▸ The data
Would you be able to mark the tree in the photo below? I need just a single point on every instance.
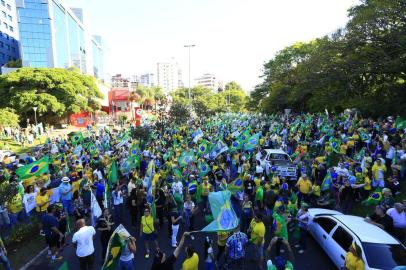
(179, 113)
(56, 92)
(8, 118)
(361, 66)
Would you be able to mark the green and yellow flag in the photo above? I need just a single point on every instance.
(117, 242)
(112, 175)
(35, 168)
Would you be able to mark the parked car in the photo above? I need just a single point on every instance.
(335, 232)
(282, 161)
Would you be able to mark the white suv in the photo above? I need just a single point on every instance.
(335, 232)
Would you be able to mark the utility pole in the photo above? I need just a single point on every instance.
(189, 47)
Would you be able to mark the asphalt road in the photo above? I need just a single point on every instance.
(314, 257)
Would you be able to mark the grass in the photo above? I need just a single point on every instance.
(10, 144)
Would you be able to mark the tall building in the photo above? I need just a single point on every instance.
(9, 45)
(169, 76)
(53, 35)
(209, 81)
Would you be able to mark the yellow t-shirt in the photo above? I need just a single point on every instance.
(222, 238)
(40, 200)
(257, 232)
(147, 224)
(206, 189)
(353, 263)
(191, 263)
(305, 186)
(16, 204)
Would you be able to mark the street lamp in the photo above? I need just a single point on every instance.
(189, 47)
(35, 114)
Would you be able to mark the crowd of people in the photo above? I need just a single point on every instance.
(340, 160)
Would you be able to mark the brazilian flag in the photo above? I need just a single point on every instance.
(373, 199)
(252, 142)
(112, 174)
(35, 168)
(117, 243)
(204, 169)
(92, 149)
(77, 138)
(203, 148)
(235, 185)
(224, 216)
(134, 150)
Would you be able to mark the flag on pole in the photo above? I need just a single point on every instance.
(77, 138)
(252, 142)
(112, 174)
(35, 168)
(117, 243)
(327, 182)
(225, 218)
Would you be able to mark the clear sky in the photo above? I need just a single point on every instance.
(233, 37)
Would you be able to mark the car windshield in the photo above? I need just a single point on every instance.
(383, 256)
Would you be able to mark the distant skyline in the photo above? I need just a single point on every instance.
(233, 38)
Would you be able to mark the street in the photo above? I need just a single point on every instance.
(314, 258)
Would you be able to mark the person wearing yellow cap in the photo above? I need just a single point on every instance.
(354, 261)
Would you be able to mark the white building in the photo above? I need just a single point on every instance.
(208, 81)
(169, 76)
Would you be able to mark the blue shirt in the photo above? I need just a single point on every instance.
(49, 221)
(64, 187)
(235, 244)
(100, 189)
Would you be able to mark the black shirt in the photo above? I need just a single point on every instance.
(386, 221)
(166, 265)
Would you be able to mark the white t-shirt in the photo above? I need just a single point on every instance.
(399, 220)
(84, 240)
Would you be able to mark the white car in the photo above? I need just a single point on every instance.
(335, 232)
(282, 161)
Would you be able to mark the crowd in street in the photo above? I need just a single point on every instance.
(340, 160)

▸ Given exercise
Please copy word for word the part of the records that opens with the line containing "Would you be able to mark the white t-shirt" and runs through the end of the records.

▸ Solution for this task
Would you be able to mark the white t-shirt in the photo above? I need just a single point on every instance.
(399, 220)
(84, 240)
Would you be able to mark the white car in the photo above? I need just a single point on every instance.
(335, 232)
(282, 161)
Would you be able to mark the crowd in street in the photo above? I need just a single point on every instance.
(340, 160)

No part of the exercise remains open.